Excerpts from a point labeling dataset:
# # # # # # #
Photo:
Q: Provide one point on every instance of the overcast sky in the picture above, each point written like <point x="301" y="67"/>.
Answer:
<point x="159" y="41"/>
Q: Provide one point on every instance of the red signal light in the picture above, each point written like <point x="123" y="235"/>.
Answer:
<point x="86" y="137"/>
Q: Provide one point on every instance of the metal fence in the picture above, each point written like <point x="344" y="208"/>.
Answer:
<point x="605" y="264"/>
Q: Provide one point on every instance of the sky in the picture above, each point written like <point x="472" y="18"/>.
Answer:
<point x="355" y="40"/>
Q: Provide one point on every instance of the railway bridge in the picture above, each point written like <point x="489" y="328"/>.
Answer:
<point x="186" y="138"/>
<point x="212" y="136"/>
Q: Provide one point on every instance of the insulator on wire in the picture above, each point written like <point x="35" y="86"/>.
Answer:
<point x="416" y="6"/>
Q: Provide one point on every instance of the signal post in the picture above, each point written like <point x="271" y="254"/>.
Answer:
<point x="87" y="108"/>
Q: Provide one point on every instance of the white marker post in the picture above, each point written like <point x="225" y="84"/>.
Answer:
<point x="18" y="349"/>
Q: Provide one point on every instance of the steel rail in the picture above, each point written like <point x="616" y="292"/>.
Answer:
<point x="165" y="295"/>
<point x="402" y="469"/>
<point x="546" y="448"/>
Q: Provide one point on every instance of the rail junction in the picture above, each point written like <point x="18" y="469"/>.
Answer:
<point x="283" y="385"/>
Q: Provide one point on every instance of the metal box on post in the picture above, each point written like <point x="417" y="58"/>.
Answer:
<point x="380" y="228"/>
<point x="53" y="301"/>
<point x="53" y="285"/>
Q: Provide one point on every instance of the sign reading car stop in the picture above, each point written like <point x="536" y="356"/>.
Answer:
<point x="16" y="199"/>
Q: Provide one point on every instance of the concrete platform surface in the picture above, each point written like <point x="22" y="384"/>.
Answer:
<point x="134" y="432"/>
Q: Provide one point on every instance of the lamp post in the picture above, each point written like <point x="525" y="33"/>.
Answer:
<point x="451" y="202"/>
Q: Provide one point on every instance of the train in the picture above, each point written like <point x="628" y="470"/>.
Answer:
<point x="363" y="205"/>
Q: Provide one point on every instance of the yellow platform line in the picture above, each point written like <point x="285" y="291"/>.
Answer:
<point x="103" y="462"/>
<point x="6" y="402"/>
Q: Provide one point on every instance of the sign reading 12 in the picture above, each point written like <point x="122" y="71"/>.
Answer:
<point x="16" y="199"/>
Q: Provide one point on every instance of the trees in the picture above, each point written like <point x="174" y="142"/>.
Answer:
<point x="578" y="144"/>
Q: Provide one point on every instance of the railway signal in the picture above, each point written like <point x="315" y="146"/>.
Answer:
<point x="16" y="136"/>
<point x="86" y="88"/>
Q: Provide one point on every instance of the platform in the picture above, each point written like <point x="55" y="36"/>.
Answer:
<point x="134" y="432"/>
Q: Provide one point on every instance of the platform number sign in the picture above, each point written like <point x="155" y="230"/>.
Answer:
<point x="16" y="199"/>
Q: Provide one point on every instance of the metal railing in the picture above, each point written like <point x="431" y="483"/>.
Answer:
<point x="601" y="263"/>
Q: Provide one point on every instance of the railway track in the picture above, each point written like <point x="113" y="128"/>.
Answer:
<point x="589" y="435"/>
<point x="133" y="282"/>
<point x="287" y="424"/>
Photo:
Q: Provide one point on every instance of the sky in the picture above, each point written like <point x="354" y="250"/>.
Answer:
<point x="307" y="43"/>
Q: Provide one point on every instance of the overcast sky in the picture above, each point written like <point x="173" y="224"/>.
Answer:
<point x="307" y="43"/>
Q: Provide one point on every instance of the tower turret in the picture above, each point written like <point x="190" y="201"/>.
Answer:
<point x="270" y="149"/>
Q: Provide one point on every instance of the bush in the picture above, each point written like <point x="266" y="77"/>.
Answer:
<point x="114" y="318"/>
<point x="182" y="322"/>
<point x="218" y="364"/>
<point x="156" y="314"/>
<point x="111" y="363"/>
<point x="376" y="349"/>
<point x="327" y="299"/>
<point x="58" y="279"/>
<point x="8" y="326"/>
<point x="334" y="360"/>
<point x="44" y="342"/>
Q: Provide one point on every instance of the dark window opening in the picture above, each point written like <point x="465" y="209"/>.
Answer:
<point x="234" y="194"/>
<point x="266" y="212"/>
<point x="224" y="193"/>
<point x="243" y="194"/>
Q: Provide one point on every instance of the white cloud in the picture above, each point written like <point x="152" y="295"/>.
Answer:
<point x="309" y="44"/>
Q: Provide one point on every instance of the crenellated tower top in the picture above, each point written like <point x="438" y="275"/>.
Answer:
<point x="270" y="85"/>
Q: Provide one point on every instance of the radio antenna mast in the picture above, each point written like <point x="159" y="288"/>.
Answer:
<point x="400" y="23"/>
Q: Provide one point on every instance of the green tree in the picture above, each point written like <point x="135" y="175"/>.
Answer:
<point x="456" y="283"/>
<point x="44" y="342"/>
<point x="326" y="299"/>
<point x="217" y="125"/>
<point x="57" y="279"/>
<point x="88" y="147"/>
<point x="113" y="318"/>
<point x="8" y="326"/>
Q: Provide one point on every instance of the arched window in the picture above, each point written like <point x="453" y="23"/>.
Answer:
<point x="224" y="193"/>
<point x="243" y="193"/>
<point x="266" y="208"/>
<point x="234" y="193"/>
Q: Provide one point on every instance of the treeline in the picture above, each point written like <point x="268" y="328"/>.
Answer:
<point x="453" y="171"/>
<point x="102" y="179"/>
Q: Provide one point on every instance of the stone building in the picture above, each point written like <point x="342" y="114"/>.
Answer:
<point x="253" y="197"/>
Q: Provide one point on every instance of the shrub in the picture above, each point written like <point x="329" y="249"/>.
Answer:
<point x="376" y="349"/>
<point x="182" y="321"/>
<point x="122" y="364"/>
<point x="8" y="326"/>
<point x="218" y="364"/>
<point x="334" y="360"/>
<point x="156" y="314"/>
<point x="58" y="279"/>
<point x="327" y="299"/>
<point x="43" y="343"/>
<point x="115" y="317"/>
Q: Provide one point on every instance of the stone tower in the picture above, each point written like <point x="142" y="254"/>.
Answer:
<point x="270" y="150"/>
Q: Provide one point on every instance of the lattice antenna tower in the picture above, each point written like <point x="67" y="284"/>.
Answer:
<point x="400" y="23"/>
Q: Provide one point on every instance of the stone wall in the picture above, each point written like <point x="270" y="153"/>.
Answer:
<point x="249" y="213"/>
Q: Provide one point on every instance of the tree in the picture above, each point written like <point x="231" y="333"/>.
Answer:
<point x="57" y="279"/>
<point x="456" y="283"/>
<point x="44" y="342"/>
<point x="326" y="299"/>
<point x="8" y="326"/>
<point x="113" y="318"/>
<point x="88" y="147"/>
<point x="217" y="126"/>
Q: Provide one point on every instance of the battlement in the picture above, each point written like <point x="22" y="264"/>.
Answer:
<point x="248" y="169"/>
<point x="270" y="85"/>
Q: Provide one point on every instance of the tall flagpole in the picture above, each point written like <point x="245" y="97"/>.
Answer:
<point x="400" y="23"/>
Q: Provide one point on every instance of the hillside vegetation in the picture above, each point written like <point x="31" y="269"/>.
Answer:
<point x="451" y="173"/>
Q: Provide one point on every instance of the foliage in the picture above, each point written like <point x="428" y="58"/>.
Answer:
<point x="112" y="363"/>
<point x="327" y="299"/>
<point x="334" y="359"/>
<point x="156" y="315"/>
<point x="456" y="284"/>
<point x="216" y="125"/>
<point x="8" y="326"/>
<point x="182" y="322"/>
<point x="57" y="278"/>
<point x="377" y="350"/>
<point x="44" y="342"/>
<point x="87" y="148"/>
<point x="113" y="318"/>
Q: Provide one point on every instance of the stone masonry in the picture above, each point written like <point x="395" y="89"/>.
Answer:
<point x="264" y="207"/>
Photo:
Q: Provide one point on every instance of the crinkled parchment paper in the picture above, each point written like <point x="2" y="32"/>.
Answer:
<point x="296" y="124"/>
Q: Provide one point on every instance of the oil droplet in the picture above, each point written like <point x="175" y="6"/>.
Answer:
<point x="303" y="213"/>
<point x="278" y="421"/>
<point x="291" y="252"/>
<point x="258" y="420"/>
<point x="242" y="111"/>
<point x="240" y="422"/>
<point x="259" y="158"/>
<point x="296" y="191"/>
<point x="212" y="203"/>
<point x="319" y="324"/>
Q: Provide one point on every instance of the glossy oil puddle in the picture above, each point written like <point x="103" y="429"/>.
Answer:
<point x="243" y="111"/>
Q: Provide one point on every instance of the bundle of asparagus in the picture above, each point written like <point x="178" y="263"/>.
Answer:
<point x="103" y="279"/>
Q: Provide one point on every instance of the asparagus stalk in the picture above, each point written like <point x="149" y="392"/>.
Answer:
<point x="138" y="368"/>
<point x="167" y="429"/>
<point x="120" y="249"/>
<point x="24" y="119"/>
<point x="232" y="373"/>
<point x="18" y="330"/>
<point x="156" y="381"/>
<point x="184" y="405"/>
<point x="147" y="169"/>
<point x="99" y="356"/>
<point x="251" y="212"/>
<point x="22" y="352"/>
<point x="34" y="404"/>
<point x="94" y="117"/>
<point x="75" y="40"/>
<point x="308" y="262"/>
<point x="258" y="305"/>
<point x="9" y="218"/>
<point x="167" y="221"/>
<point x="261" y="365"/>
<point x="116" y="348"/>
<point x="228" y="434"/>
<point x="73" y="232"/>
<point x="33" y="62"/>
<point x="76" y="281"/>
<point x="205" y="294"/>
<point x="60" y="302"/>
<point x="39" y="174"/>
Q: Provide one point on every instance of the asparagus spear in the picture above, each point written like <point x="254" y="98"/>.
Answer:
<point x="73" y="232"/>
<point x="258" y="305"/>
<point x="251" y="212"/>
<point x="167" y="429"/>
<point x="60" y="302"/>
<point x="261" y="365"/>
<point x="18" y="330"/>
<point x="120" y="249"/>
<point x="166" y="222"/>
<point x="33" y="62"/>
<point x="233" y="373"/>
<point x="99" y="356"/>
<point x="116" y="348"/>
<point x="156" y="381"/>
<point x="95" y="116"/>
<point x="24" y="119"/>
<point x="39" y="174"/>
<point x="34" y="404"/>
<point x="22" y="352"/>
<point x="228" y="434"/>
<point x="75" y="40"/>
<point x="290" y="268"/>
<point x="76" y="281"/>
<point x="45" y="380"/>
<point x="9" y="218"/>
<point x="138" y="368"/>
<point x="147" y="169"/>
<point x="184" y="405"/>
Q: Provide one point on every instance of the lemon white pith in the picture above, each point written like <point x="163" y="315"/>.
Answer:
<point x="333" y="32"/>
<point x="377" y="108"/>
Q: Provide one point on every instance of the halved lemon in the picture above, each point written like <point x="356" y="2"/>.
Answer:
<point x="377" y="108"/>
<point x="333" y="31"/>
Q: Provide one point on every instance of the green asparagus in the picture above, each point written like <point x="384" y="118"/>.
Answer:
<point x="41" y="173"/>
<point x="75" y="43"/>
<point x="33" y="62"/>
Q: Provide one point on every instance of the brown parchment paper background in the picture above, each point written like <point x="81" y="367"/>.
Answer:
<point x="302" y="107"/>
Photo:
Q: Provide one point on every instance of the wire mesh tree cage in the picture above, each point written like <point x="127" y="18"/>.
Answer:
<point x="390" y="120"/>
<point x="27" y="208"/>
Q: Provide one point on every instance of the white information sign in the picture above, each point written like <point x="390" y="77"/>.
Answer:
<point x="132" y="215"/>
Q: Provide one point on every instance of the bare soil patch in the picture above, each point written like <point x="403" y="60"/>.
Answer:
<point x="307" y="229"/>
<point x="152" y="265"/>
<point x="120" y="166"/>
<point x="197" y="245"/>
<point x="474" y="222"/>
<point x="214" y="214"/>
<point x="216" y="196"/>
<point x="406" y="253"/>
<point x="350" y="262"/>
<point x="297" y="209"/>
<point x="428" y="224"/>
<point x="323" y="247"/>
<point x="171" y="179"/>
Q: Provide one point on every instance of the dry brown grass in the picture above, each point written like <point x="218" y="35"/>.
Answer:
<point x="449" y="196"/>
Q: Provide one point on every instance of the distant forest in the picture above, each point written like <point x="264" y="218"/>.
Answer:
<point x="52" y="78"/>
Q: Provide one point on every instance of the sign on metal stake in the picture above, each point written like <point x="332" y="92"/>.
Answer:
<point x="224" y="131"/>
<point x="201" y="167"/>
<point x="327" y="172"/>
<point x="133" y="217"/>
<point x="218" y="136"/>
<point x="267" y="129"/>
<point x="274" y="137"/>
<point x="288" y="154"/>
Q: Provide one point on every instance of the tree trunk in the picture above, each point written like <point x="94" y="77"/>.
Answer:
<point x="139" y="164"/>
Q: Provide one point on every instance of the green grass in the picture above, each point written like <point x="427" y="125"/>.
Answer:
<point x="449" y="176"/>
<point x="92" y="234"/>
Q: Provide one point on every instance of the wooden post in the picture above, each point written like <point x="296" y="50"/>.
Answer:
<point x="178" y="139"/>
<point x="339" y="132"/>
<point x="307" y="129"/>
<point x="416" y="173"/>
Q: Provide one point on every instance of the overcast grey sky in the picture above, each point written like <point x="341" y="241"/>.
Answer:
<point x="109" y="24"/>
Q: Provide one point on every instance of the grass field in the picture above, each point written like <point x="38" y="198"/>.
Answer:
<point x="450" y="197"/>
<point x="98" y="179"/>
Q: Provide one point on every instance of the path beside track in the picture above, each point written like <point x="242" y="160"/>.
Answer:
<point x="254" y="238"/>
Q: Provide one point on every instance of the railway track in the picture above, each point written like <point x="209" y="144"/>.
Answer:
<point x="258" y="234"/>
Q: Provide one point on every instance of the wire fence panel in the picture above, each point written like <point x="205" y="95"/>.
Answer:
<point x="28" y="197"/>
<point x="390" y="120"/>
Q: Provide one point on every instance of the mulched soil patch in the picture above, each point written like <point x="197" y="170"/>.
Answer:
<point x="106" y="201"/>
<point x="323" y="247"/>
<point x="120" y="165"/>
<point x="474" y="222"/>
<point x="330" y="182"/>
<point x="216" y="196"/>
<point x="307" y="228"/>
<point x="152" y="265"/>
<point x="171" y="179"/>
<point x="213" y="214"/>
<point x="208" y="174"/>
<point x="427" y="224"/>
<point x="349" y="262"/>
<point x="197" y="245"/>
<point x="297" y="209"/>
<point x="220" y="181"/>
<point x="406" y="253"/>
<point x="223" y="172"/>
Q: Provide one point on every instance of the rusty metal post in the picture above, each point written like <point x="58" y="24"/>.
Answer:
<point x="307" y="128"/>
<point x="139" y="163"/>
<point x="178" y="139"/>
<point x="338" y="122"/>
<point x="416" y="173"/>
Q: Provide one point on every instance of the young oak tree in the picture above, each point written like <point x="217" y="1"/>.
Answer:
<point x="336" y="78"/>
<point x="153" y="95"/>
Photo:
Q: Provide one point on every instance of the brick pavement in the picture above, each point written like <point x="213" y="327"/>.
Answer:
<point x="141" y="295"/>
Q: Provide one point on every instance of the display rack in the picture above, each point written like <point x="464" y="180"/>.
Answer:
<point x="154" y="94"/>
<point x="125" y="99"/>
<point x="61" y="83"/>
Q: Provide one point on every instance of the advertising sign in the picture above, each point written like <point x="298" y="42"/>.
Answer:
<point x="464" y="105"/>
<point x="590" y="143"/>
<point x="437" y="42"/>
# # # # # # #
→ **REQUEST**: Turn the data from the line containing "Q: Provide one point on every instance of the display" through the end into a Markdown table with the columns Row and Line, one line per row and blank lines omitted.

→ **CORRECT ANSWER**:
| Row | Line |
|---|---|
| 1 | Q: Provide one point on every instance of the display rack in the picture above, each point written like <point x="464" y="180"/>. |
| 2 | Answer: |
| 3 | <point x="154" y="94"/> |
| 4 | <point x="125" y="99"/> |
| 5 | <point x="61" y="83"/> |
| 6 | Q: Provide one point on every instance of the advertising sign in the picture above, each point written like <point x="298" y="42"/>. |
| 7 | Answer: |
| 8 | <point x="464" y="105"/> |
| 9 | <point x="590" y="143"/> |
| 10 | <point x="437" y="42"/> |